start Records to use

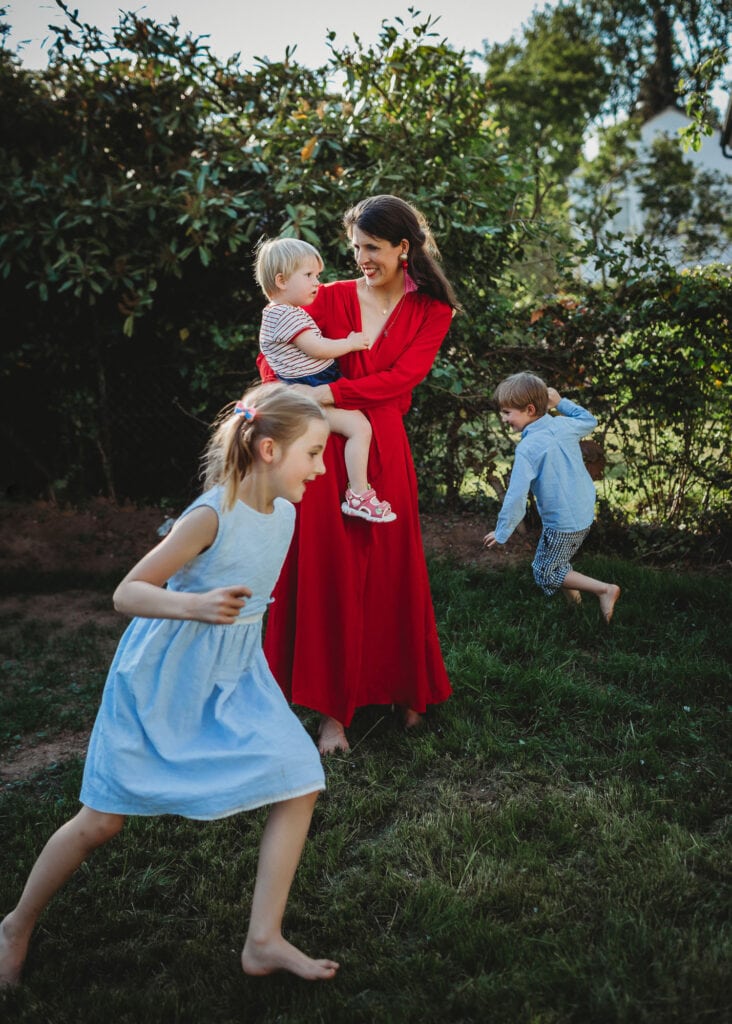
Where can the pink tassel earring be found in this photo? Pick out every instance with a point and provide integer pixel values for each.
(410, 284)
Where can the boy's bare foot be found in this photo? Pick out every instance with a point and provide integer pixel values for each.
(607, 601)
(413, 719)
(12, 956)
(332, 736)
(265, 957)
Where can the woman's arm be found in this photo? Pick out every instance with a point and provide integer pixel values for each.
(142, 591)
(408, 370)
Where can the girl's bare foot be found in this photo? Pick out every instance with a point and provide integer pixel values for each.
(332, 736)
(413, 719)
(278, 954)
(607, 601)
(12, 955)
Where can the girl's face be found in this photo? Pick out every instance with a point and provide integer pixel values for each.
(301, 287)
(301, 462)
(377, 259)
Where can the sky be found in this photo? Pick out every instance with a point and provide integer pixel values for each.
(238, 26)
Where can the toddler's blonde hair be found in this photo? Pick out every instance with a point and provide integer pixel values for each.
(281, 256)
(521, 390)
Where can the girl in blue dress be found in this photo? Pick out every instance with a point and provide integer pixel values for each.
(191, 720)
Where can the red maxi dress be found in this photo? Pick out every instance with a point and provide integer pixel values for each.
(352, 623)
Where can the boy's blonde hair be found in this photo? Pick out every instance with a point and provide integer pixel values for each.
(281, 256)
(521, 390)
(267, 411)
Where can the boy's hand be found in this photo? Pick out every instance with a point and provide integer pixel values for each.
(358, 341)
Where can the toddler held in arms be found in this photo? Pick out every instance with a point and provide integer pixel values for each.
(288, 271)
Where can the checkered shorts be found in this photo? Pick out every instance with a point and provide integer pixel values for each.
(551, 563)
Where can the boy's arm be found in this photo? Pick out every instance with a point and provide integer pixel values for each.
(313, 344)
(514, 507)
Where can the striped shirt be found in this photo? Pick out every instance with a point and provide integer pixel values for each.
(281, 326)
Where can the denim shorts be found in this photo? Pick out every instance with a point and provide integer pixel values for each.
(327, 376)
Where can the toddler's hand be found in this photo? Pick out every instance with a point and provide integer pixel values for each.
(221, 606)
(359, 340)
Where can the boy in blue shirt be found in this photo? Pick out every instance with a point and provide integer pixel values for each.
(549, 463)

end Records to use
start Records to use

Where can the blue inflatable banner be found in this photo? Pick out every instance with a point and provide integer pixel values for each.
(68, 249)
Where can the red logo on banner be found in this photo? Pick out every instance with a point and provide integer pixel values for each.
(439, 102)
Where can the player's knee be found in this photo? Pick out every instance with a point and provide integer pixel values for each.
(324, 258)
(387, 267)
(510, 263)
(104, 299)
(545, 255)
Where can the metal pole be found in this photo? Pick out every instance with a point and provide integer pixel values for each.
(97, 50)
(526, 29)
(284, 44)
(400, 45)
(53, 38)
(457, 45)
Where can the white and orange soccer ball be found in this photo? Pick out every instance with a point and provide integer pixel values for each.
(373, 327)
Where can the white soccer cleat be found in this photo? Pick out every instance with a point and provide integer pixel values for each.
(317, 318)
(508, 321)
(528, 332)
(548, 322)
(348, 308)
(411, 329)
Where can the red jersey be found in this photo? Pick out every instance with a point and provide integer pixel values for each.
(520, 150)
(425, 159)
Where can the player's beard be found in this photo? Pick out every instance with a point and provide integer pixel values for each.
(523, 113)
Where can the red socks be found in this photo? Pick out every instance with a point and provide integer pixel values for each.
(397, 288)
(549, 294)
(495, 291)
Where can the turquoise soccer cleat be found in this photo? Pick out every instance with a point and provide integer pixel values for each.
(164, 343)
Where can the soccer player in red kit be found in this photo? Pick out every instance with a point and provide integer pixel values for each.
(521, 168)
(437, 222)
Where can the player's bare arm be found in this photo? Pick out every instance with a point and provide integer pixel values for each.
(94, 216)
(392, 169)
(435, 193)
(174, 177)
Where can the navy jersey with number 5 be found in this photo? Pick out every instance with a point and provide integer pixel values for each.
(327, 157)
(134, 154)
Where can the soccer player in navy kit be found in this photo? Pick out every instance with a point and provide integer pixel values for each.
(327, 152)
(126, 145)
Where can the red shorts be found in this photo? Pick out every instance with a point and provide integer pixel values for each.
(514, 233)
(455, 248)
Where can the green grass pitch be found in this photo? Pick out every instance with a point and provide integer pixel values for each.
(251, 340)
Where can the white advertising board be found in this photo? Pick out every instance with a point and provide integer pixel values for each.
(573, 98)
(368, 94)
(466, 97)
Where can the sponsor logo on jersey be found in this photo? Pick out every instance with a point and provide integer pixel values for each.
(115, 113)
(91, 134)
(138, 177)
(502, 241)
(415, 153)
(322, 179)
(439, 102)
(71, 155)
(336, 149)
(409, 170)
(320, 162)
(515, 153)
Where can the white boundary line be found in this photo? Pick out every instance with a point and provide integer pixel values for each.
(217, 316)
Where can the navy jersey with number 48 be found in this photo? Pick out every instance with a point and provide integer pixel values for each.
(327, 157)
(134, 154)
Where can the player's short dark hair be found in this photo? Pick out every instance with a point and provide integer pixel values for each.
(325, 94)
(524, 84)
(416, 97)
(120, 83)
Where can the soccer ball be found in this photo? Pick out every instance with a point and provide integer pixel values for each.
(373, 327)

end Records to use
start Records to use

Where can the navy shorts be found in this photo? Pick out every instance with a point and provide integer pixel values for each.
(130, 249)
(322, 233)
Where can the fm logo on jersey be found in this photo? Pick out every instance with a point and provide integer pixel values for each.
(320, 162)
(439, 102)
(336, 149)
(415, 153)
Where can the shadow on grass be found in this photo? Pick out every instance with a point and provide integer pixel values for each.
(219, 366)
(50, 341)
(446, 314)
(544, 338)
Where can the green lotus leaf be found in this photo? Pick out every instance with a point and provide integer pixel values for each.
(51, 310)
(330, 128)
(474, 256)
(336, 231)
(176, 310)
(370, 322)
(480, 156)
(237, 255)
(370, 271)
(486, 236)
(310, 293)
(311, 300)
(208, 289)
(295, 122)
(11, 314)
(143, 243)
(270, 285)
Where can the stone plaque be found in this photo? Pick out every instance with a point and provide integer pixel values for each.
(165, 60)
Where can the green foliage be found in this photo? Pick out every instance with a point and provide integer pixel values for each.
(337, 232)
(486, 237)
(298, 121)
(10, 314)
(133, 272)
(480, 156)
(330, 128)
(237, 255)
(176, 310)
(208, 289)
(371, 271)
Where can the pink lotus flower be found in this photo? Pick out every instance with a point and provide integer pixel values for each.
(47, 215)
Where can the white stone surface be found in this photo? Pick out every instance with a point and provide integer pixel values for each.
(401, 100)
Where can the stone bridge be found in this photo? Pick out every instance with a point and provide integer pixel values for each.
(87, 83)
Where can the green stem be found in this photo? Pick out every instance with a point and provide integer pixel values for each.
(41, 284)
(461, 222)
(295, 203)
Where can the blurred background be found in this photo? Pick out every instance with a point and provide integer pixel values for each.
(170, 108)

end Records to use

Which lines in the listing above contain the word "hand"? Gather every such line and copy each one out in full.

• **Reply to the task**
Where can the boy's hand be found in this photo? Pick out every instance with a point and provide integer pixel values for each.
Where can the toddler's hand be found in this photo? Pick out every instance with a point and provide integer pixel values for each.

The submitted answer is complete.